**СПИСОК ЗАДАНИЙ:**
A. Объясните в одном–трех предложениях, опираясь на текст о письме Сада, почему распутник делает все возможное, чтобы смешать термины.
B. Продолжите текст о письме Сада с последнего приведенного предложения.

Что такое парадигма, как ни противопоставление терминов, которые не могут быть актуализованы в одно и то же время? В парадигме, по мнению Барта, уже заложена изрядная доля морали: «всему свое время», «не будем смешивать»; на ней же основан смысл, гарант закона, ясности, безопасности. Жертва у Сада желает закона, хочет смысла, уважает и соблюдает парадигму; распутник, напротив, занимается тем, что он их растягивает и тем самым разрушает. В силу того, что язык постулирует разделение разных видов прегрешений, распутник делает все возможное, чтобы смешать эти термины (совершить одновременно инцест и отцеубийство, или же вынудить другого совершить сразу оба эти прегрешения). Жертва, напротив, делает все возможное, чтобы противостоять этому беспорядку и отстоять разделение морфем преступления.

Будучи исторически переходным типом письма, письмо Сада двойственно. Во-первых, оно изображает (репрезентирует) живую картину, считаясь с тождеством в смысле классической живописи и литературы, которые ограничиваются описанием того, что уже было когда-то написано, того, что они именуют «реальностью»… Во-вторых, оно выходит за пределы репрезентации… Здесь дает о себе знать двусмысленность классического письма; будучи фигуративным, оно может изображать лишь объекты и сущности, расположенные в пространстве, тогда как объектом искусства (живописи, литературы) является неустанное обновление отношений этих объектов, т. е. композиции. Короче говоря, для того, чтобы стать «современным», этому письму нужно изобрести совершенно отличную от описания языковую процедуру и перейти, как того хотел Малларме, от живой картины к «сцене» (и к сценографии) (ibid., р.159).

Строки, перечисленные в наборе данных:
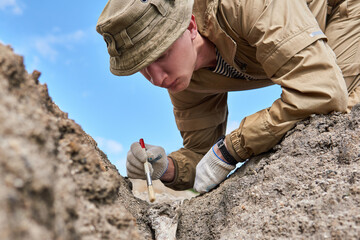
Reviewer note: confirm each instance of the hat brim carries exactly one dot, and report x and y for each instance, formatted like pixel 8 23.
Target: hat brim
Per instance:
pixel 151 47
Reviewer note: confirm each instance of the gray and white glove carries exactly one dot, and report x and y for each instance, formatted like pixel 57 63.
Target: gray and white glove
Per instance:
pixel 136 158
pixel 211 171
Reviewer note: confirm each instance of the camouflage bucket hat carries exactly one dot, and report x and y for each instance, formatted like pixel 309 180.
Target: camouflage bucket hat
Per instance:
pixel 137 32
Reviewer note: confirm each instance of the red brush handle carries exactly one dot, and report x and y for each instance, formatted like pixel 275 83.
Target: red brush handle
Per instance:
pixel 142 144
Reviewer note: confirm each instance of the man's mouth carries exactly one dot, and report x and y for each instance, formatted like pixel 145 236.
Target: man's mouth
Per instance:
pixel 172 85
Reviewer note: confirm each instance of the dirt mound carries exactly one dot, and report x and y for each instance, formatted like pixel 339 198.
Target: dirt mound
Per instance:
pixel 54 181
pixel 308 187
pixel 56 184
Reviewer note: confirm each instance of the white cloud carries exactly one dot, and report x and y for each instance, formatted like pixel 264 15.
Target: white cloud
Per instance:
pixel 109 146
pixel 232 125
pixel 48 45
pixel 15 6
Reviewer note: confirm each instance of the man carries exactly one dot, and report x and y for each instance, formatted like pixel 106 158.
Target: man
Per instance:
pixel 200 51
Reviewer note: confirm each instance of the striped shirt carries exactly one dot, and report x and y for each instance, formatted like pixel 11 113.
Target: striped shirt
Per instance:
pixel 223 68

**ОТВЕТЫ ПО ЗАДАНИЯМ:**
A. Язык постулирует разделение разных видов прегрешений, поэтому распутник стремится смешать эти термины и тем самым разрушить парадигму. Например, он совершает одновременно инцест и отцеубийство или вынуждает другого совершить сразу оба эти прегрешения.

B.
Никакое преступление невозможно вне языка как системы бинарных противопоставлений, оно возникает лишь в зоне таких противопоставлений, оппозиций типа отец/дочь (инцест), жена/муж (измена). Кусок теста, будучи назван гостией и использован в половых отношениях (т. е. не по назначению), подпадает под действие термина «святотатство». Сад «громоздит» преступления, наслаждение измеряется у него числом преодоленных запретов. «Для того, чтобы соединить инцест, содомию, прелюбодеяние и святотатство, — говорит Сад об одном из своих героев, — он засовывал в зад своей замужней дочери гостию». Механическое сложение у Сада поистине становится накоплением наслаждения.

Повествовательная структура стриптиза составляет причину, по которой Сад его избегает. Цель стриптиза — обнажение некой Загадки, а в мире Сада нет загадок, это мир совершенно «плоский» (в геометрическом и нравственном смысле слова), отрицающий развитие, завершение, вызревание. «Стриптиз, будучи повествованием, имеет ту же структуру, что и Откровение; он является составной частью западной герменевтики. Материализм Сада состоит в том, что на место языка тайны он ставит язык практики: сцена заканчивается не срыванием покрова с истины (т. е. не обнаружением пола), а наслаждением» (ibid.,p. 162).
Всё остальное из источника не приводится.